Lines of data:
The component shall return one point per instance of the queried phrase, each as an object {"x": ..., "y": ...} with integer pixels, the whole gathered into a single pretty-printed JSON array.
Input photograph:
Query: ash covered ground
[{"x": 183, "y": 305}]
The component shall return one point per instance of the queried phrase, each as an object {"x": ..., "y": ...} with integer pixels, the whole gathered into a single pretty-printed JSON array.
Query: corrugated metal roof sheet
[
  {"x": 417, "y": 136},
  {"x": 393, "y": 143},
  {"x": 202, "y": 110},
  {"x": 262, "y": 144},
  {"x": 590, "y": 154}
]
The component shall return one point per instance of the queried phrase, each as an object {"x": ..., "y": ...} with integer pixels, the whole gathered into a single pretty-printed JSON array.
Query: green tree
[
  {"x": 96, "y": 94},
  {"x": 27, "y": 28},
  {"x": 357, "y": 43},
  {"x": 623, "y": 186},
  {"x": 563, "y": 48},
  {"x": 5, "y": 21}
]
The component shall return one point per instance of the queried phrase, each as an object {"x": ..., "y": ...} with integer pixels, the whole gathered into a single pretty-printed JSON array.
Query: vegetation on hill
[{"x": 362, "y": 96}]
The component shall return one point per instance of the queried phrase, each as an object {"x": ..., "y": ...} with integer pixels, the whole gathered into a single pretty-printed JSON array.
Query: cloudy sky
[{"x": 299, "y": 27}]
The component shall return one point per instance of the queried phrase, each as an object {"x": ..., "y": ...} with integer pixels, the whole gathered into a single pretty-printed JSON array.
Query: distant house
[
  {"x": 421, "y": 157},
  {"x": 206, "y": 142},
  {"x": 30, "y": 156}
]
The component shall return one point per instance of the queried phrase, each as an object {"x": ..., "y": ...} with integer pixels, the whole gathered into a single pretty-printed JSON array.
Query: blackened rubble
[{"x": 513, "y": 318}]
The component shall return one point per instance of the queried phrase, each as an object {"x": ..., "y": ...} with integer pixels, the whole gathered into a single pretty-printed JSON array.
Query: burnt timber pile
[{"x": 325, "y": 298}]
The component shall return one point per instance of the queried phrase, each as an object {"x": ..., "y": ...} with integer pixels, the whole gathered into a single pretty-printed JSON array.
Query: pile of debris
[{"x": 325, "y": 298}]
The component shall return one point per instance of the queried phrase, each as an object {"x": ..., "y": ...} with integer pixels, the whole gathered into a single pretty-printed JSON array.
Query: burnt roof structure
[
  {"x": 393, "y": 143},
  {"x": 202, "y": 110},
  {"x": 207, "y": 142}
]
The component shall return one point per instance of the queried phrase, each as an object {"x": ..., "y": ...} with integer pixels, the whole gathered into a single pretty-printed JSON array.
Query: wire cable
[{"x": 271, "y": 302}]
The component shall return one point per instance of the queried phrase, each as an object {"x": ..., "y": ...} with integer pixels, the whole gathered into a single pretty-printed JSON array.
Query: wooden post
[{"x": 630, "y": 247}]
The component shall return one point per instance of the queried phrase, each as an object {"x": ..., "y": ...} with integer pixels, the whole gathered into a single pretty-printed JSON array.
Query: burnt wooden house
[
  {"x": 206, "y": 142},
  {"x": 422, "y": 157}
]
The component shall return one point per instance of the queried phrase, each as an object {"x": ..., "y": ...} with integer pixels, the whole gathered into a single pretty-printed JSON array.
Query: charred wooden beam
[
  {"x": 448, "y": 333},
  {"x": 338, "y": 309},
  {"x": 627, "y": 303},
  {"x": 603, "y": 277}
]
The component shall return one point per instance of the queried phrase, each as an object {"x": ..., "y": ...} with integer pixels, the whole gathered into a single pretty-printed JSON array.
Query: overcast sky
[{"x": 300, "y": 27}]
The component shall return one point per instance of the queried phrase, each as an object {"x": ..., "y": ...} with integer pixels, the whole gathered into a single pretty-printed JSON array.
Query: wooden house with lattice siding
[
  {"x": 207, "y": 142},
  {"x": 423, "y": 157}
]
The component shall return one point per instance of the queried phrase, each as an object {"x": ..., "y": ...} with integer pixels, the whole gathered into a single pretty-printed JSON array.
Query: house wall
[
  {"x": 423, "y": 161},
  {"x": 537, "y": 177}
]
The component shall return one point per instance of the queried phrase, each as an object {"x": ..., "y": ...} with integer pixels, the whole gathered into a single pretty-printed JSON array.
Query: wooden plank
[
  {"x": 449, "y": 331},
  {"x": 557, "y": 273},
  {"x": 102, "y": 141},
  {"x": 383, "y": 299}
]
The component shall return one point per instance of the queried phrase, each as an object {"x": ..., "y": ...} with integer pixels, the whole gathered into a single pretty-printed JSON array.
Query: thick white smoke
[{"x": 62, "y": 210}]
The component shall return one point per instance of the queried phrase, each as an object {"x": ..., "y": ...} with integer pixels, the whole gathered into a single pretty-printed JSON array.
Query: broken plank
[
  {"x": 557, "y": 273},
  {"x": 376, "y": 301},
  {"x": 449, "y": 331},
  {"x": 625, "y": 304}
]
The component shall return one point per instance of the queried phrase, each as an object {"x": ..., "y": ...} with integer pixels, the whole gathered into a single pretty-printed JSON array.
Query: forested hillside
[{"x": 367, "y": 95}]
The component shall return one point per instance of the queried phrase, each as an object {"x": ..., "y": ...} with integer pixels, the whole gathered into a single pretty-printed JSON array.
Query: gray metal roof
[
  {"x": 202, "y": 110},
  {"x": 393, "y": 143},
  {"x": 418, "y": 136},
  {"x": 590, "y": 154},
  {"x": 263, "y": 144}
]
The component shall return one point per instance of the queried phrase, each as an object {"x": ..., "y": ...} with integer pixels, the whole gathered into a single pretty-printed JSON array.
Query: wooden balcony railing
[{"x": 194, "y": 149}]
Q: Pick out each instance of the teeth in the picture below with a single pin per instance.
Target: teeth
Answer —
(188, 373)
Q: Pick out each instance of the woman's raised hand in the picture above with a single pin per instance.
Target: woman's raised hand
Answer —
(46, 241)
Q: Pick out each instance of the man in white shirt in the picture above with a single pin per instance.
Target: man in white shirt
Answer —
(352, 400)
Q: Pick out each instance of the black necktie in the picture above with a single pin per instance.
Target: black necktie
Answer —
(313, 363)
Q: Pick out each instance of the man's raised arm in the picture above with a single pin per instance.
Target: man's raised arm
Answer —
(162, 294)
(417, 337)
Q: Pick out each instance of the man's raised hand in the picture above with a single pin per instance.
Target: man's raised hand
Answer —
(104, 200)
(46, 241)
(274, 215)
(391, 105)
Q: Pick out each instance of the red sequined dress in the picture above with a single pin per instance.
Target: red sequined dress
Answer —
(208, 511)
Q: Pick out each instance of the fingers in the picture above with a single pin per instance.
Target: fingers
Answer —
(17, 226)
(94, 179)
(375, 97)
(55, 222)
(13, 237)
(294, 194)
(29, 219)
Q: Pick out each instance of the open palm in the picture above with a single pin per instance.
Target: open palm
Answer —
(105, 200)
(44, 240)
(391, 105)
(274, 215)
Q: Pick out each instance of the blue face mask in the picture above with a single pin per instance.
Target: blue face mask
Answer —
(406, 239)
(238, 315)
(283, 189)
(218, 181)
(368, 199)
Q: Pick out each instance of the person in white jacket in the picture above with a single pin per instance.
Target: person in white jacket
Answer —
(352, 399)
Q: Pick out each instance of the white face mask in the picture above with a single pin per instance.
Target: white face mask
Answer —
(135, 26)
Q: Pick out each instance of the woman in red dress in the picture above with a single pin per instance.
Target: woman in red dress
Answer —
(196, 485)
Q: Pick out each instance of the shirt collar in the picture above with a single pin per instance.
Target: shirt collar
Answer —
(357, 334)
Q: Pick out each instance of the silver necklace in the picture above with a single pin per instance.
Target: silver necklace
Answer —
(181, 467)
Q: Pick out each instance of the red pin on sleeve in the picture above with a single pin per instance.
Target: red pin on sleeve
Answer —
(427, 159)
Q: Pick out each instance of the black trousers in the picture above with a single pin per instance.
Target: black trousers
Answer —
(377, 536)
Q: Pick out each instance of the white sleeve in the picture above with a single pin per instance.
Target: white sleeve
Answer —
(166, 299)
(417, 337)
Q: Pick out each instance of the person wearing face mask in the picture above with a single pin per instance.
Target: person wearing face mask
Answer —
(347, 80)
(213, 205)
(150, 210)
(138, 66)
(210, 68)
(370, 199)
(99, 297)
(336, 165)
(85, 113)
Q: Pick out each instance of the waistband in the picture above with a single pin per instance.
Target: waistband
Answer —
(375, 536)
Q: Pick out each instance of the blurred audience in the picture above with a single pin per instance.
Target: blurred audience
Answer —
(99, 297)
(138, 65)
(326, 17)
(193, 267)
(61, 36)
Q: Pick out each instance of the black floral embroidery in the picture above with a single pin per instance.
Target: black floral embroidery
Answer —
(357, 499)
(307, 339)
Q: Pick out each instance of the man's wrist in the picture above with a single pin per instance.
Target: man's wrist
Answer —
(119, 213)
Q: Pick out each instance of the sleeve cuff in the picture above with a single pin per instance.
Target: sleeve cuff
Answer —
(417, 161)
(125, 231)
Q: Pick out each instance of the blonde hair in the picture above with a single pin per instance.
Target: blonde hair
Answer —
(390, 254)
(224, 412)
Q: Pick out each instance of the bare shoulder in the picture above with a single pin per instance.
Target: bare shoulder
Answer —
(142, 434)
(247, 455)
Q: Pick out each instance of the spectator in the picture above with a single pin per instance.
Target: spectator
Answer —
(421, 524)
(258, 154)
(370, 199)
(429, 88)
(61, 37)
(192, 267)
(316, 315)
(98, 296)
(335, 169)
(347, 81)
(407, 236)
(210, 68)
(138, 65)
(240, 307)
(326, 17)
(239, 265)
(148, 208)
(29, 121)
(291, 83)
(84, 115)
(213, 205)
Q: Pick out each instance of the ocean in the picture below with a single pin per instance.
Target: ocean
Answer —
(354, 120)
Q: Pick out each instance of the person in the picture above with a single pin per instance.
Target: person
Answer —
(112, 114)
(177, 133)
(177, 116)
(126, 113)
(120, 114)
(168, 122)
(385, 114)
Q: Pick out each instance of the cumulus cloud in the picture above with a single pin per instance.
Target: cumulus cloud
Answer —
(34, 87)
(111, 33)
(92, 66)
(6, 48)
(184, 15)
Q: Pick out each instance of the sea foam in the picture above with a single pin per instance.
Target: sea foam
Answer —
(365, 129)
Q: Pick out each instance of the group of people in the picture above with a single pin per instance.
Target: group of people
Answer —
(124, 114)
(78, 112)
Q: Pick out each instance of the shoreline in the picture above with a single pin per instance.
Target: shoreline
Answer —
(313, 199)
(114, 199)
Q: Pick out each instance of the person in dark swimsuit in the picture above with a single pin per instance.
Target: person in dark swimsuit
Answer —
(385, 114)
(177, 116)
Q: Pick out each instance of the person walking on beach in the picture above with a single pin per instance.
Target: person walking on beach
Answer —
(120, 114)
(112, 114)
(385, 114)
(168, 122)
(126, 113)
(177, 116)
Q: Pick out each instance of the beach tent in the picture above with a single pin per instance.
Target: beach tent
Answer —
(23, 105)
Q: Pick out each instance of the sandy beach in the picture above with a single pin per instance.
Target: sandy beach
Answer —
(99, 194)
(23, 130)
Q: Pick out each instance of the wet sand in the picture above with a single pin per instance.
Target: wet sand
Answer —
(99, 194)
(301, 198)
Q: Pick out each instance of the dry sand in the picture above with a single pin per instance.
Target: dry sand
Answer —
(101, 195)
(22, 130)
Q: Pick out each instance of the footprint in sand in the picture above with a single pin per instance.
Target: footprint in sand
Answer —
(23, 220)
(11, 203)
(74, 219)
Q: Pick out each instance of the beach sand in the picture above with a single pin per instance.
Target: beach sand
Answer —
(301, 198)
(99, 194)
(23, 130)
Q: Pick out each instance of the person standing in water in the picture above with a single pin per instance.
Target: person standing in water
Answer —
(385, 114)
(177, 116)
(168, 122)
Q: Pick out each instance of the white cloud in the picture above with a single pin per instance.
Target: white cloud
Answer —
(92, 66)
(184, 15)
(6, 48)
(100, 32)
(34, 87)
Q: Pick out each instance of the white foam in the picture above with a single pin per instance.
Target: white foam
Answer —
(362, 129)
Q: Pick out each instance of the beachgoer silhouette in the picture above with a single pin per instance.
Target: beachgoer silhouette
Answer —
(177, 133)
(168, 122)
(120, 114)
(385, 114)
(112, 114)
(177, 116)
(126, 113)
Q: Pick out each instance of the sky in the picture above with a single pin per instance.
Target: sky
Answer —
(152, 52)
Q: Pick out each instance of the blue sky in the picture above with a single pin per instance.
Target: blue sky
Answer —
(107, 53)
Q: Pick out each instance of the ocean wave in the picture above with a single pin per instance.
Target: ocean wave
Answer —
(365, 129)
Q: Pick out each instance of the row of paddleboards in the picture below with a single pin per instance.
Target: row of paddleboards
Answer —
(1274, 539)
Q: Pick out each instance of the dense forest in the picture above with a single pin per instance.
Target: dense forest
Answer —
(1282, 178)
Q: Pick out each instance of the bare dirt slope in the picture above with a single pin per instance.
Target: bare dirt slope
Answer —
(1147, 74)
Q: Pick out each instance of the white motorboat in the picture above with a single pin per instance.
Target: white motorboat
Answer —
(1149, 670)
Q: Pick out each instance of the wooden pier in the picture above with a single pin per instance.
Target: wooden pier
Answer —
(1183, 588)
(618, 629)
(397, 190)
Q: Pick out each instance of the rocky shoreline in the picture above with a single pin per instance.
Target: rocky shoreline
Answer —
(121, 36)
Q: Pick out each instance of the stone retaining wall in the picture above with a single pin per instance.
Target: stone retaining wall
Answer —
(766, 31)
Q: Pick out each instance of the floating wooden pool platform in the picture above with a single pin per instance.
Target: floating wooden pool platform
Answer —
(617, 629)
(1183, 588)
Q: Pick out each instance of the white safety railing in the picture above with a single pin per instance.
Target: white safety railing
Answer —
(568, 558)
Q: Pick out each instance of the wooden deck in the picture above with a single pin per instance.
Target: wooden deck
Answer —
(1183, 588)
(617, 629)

WHAT IS ASKED: Starting with the line that contains "Q: Pick out each instance of the beachgoer", write out each line through the end of the listing, exactly as it appears, and include nothing else.

EXERCISE RESPONSE:
Q: Pick out each instance of the beachgoer silhouette in the picture above with a single pin per instance.
Target: beachgoer silhouette
Answer —
(177, 133)
(168, 122)
(120, 114)
(385, 114)
(112, 114)
(177, 116)
(126, 113)
Q: Pick out each instance of the sky in the picture above with a single pin per instance.
Target: sky
Answer —
(152, 52)
Q: Pick out each instance of the blue sky in the picture above with a single pin per instance.
Target: blue sky
Answer —
(107, 53)
Q: Pick out each instance of the ocean wave in the picture above with a single pin per instance.
Target: ocean wave
Answer —
(365, 129)
Q: Pick out each instance of the row of paddleboards in the picture below with a single pin per instance.
Target: row of paddleboards
Answer —
(1274, 539)
Q: Pick out each instance of the dense forest in the picture above with a single pin per instance.
Target: dense forest
Answer —
(1282, 178)
Q: Pick out each instance of the bare dirt slope in the picture above with a single pin per instance.
Target: bare dirt slope
Answer —
(1147, 74)
Q: Pick out each instance of the white motorboat in the picture above with a single pin per instance.
Target: white motorboat
Answer —
(1149, 670)
Q: Pick out each instance of the wooden pier in the picture above with a single pin per instance.
Target: wooden pier
Answer —
(1183, 588)
(618, 629)
(397, 190)
Q: Pick out each instance of the rocky shoreline in the picture above with a single pin per instance.
Target: rocky shoreline
Answer —
(121, 36)
Q: Pick out each instance of the stone retaining wall in the picture above with a single pin per instance.
Target: stone retaining wall
Answer —
(766, 31)
Q: Pick out each instance of the floating wooden pool platform in the picture above with a single pin per instance.
Target: floating wooden pool platform
Answer —
(617, 629)
(1183, 588)
Q: Pick out each instance of the white safety railing in the picture above with a single pin per instance.
Target: white safety railing
Answer —
(568, 558)
Q: Pick out each instance of the wooden deck in the picture above with a single pin per instance.
Target: wooden deck
Answer —
(1183, 588)
(617, 629)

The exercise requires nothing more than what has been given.